Stated goal A
How would you put this sentence from the Grand Theft Auto IV review into Spanish: "Famed for violence, bad language and more, GTA games never arrive quietly."

--- Start Page ---

Grand Theft Auto IV

With every release of a Grand Theft Auto game, contraversy follows in great abundance. Famed for violence, bad language and more, GTA games never arrive quietly. The violence doesn't really exceed the norm on console games these days, but perhaps the casual, whimsical nature of the violence is what stirs a negative media response, though it's also sexual content that really seems to fuel the reporter frenzy. It's particularly strange that, the second a pair of breasts is featured in a computer game, the reaction is total outrage, and yet half the population of the planet has them, and the other half are, on the whole, interested in them. It'd be far more worrying if people walked around with a pair of guns in their shirts than anything more rounded, but I suspect Rockstar North don't really care what sort of outrage GTA causes, provided the game is plastered across a significant number of eye-catching headlines. Grand Theft Auto IV may not have stirred as much mindless nonsense as previous iterations in the series, but it does continue the fine tradition of scaring irresponsible parents into believing that kids will be turned evil by computer games and not because of the parents themselves. More importantly, it provides Playstation 3 owners with their first taste of Grand Theft Auto mayhem in high definition.

Grand Theft Auto IV

GTA IV takes place in Liberty City, the setting for Grand Theft Auto III, and the available exploration space has more in common with III than any of the other GTA entries in the series on Playstation 2. The immense, multi-city behemoth that was Grand Theft Auto: San Andreas is forgotten, in favour of something that is by no means small, but certainly feels a little more restricted than the most recent PS2 iterations. That said, it might not be a bad thing, since freedom isn't really comprimised, but missions and other objectives feel a little more directed and less meandering. Rather than spending hours driving across countryside, hoping that your flimsy car survives the trip, missions take place within more sensible boundaries, still allowing players to adopt multiple paths and strategies, while helping to allow players the chance to hatch contingency plans when things go wrong. Being stuck a mile from civilization without a car is a thing of the past; in true GTA style, you can simply grab the nearest bit of kit in the bustling Liberty city and get on with the job.

--- End Page ---

Stated goal B
Can you update the records, starting at the line that contains "Indicate the green moss" and stopping at the end of the records, so that "Target" becomes "Object" and nothing else changes? Leave the pictures out.

--- Start Record list ---

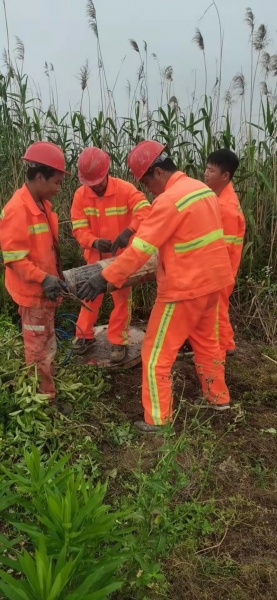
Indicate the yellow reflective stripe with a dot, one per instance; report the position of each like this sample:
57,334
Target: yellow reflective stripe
144,246
194,197
13,255
38,228
128,320
199,242
153,359
116,210
80,223
140,205
91,212
233,239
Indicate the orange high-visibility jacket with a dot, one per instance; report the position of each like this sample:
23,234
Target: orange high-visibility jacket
27,246
185,226
233,224
92,217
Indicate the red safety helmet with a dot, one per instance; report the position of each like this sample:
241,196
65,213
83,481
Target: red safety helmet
93,166
142,157
47,154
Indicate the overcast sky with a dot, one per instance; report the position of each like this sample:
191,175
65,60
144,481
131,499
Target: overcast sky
57,31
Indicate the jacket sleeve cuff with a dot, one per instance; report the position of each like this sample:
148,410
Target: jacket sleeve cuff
134,224
111,278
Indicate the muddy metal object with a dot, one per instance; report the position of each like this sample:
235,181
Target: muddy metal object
99,354
76,277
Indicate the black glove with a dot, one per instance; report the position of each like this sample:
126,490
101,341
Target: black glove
94,286
122,240
102,245
53,287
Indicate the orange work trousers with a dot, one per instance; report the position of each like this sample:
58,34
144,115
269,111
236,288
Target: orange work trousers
225,333
119,321
170,324
38,329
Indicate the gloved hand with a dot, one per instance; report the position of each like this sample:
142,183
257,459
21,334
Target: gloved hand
94,286
102,245
122,239
53,287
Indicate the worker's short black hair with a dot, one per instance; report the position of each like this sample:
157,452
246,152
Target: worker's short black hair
225,159
167,165
32,171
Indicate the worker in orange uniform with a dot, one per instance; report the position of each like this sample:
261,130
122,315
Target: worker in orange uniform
185,226
105,214
221,167
29,241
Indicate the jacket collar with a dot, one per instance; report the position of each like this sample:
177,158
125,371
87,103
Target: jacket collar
32,206
177,175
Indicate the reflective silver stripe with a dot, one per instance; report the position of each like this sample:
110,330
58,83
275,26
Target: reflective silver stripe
38,228
13,255
34,327
140,205
116,210
91,212
80,223
144,246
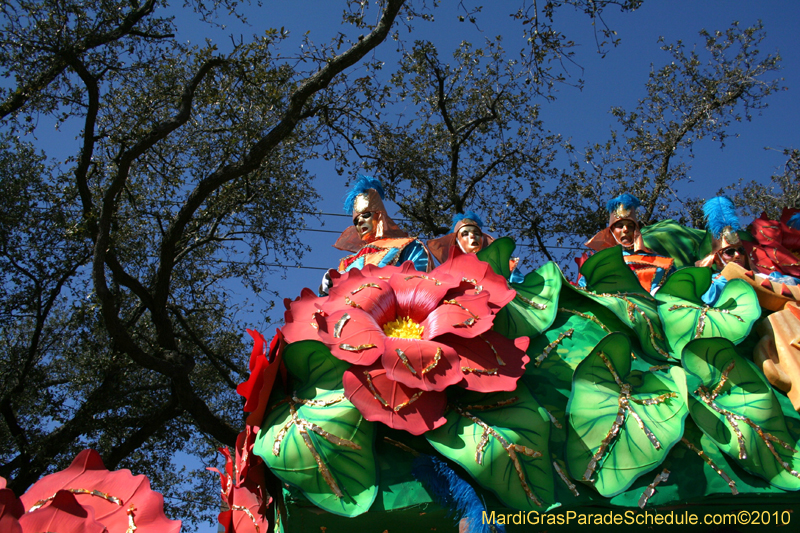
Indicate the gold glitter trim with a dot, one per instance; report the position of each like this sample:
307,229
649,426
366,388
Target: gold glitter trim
403,359
246,511
701,320
535,305
767,438
351,303
365,286
132,525
550,347
511,449
351,348
303,426
337,329
500,362
432,364
587,317
97,493
478,288
731,483
570,485
651,488
423,276
624,407
487,371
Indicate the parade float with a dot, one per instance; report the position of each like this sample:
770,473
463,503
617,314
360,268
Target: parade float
417,399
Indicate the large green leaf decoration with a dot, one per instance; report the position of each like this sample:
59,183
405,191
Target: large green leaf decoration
557,352
670,239
313,367
501,440
686,317
638,312
606,271
623,422
497,255
534,307
316,439
734,405
324,447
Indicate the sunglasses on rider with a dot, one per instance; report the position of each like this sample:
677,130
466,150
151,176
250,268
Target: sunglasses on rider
731,252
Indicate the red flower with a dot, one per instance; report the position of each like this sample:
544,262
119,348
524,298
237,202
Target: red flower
86,498
410,335
243,487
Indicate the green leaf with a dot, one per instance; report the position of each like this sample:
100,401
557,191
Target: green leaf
534,307
685,320
497,255
687,283
314,367
732,402
603,400
557,352
501,439
606,271
637,312
329,429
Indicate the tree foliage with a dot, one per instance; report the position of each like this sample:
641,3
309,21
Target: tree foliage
119,263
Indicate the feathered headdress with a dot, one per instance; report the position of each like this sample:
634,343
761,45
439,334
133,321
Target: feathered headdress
362,186
469,215
628,201
720,216
366,195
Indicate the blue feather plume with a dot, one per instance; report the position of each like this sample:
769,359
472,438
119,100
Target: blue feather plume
472,215
452,492
628,201
362,184
719,213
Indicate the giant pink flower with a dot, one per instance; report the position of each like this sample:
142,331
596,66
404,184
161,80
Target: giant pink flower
410,335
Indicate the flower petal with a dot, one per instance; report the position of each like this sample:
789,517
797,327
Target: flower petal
475,275
418,294
465,316
380,399
369,293
88,473
424,365
491,362
353,336
300,317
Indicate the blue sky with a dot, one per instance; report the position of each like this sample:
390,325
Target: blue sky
618,79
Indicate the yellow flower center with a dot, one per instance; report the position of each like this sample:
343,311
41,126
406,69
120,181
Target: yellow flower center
403,328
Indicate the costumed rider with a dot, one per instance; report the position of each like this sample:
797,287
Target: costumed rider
722,227
466,237
624,230
374,238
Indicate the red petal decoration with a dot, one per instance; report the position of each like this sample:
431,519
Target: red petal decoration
300,317
465,316
87,473
10,510
371,294
247,498
416,411
435,366
64,514
478,274
481,360
360,339
418,294
257,388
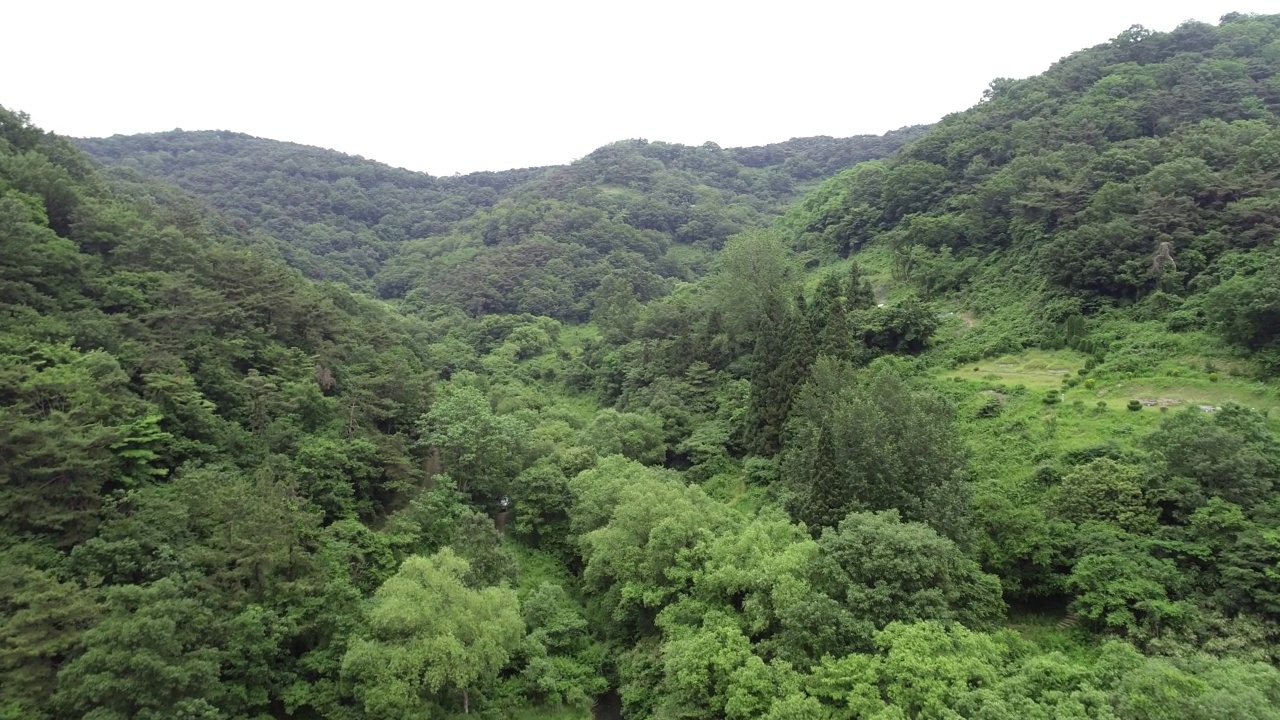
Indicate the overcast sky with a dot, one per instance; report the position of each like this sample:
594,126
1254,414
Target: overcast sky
460,86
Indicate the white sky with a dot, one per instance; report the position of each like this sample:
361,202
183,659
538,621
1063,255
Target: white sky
460,86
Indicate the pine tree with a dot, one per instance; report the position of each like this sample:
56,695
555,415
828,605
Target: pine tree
858,294
781,365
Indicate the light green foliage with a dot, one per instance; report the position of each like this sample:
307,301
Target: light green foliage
883,570
640,537
562,662
1104,491
480,450
214,469
753,273
872,442
426,633
631,434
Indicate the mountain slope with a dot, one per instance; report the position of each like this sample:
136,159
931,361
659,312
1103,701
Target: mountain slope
649,209
1139,171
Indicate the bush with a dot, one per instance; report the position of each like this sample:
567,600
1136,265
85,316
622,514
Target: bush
991,408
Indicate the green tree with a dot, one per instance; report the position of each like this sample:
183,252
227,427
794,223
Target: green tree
480,450
886,570
151,656
872,442
425,632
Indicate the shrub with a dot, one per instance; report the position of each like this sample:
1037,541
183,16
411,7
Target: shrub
991,408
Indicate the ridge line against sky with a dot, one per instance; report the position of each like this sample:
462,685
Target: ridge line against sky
447,87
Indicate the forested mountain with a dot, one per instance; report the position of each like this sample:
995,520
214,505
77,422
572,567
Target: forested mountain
983,428
536,241
1144,169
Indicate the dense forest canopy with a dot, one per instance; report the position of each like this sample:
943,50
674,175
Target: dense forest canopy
977,420
538,240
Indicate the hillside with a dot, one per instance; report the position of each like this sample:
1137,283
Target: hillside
536,241
1141,173
986,427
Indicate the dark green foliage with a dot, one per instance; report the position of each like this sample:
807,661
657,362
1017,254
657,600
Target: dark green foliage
538,240
873,442
231,492
883,570
1141,168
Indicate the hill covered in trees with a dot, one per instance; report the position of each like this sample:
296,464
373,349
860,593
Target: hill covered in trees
984,428
536,241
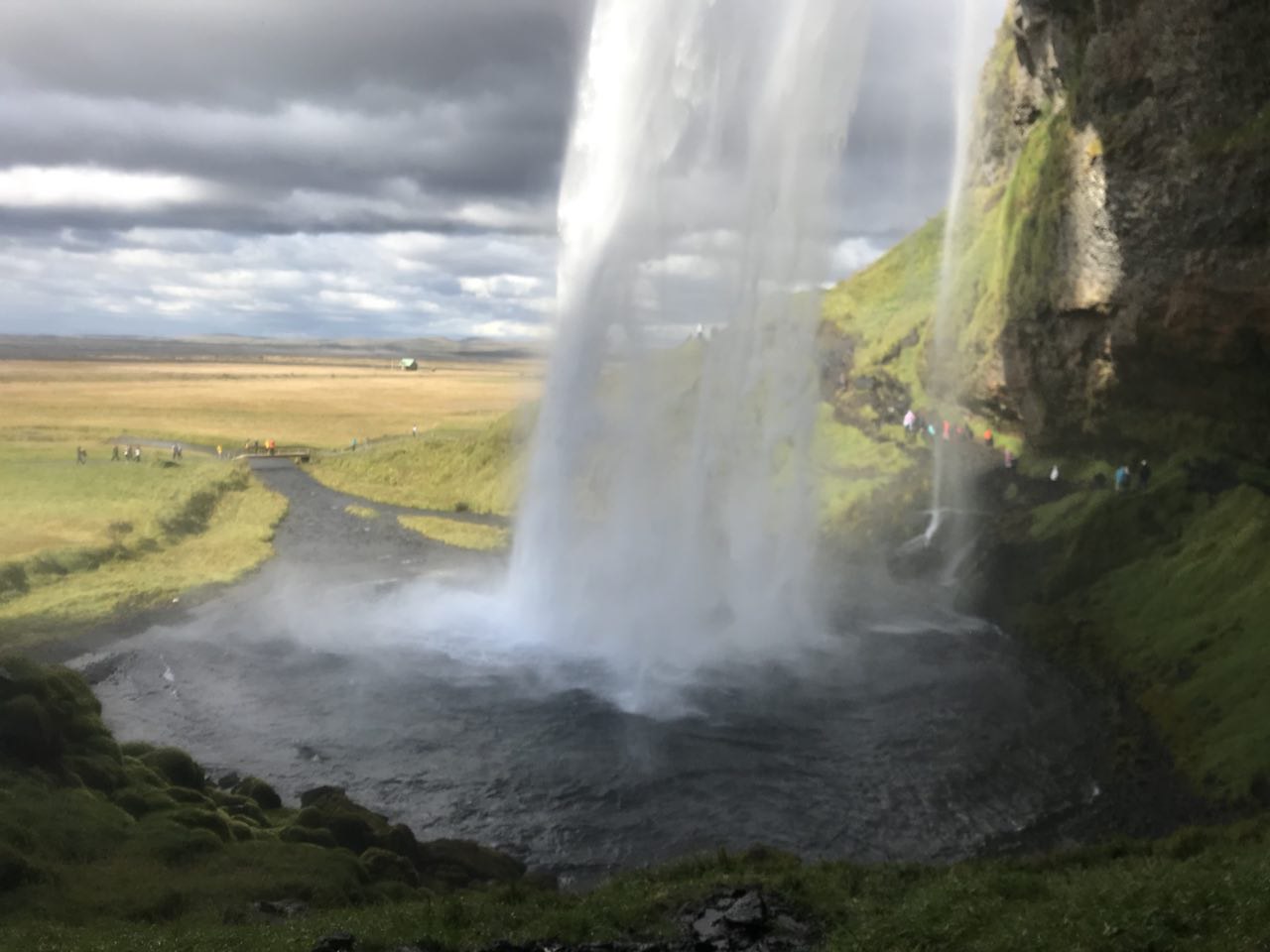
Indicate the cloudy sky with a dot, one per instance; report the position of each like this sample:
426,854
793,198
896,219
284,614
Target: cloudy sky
333,168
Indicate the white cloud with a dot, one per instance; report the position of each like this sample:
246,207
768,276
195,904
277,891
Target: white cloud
500,286
87,186
852,254
359,299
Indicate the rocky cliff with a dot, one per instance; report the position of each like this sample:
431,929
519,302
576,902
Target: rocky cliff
1121,160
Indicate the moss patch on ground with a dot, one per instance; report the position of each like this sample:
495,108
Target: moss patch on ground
107,847
458,532
1170,589
91,832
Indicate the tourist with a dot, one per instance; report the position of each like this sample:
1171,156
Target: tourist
1121,479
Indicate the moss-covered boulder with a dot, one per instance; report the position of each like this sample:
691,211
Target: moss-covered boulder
352,825
139,801
27,731
253,787
382,865
209,820
16,870
139,774
312,835
177,767
177,844
457,864
240,807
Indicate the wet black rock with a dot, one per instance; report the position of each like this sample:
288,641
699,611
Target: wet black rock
744,919
740,920
280,909
336,942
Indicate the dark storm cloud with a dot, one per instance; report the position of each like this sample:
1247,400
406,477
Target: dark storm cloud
389,166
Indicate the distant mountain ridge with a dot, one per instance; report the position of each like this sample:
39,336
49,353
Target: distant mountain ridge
209,347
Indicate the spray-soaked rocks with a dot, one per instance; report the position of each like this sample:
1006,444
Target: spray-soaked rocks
329,817
738,920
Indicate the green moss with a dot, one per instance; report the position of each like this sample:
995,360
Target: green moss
16,870
211,820
177,767
384,865
266,796
312,835
139,801
1171,589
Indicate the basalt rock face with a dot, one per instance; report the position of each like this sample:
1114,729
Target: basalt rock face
1138,307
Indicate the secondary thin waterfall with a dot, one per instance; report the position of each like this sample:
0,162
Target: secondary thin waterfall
668,517
949,485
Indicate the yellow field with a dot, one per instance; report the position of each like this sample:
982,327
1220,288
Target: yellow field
294,403
461,535
84,543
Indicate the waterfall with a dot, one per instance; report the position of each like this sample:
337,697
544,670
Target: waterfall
670,512
949,486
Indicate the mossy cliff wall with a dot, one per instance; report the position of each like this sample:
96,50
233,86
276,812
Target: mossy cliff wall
1129,299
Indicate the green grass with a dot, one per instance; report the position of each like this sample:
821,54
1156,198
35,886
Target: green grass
458,534
476,470
1198,890
54,506
99,540
1171,589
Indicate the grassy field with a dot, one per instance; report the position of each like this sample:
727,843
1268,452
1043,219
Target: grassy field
84,543
475,468
308,404
108,847
1170,589
454,532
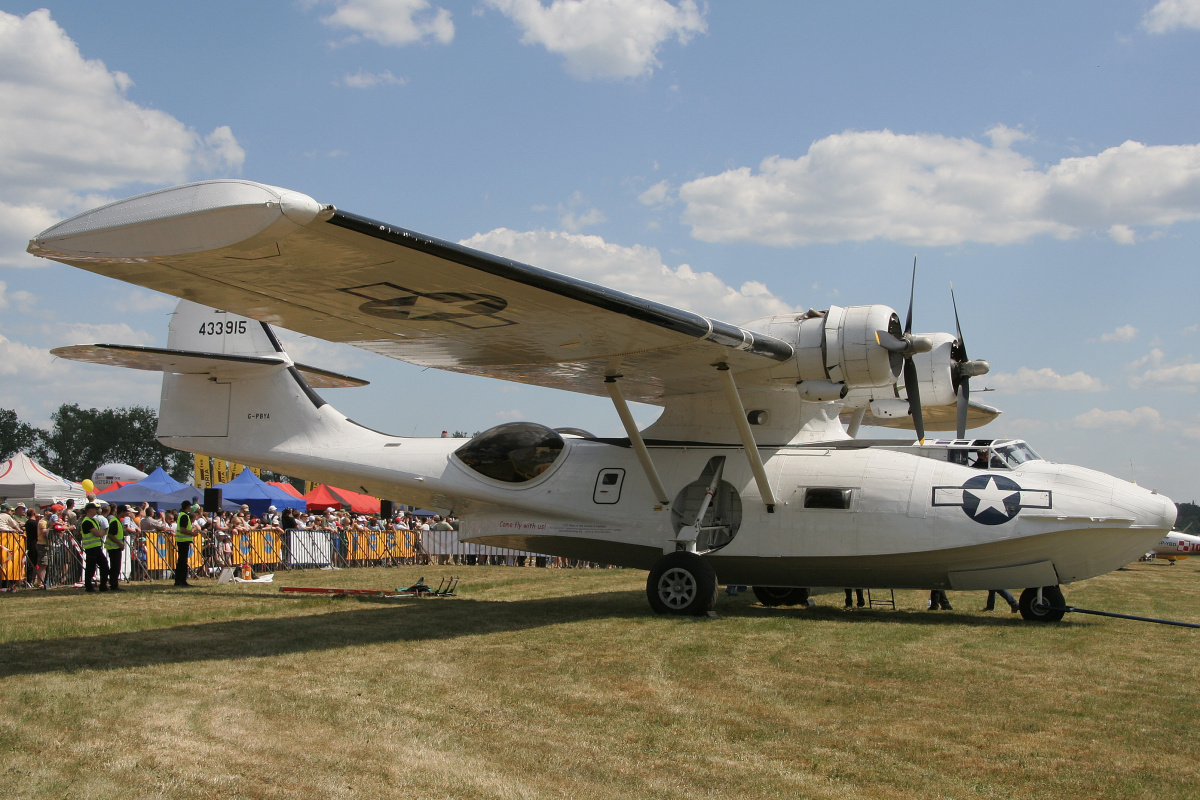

--- End Record list ---

Task output A
Famosos por la violencia, el lenguaje soez y mucho más, los juegos de GTA nunca llegan en silencio.

Task output B
Indicate the green moss with a dot, one per instance; report the position of each like this sample:
995,360
Object: green moss
16,870
211,820
177,767
384,865
266,796
312,835
139,801
1171,589
Indicate the basalt rock face with a dot, one per instance; report the position of each like this sample:
1114,729
Object: basalt rock face
1138,307
Indicate the secondary thin waterfall with a dot, one per instance; report the position of each like this sample:
0,162
Object: secondary thin waterfall
668,517
949,485
Indicate the yellow field with a dot, one per instance; report the position of each like this sample:
982,327
1220,288
Object: yellow field
294,403
461,535
84,543
Indicate the waterfall with a dot, one per instance; report the position of each like this sample:
337,697
544,670
Object: waterfall
670,512
949,486
Indicate the mossy cliff wall with a dot, one per instance; report the position of each like this sample:
96,50
233,86
276,812
Object: mossy cliff wall
1129,299
Indicate the green grass with a dot, one per instance; report the position of each like this sample:
821,54
1156,198
35,886
Object: green grass
458,534
476,470
1198,890
54,506
99,540
1171,589
Indicate the grassy field with a dot, one per instance; report the position of each like this sample:
727,843
1268,452
1043,219
Object: grassy field
84,543
475,468
308,404
108,847
1170,589
454,532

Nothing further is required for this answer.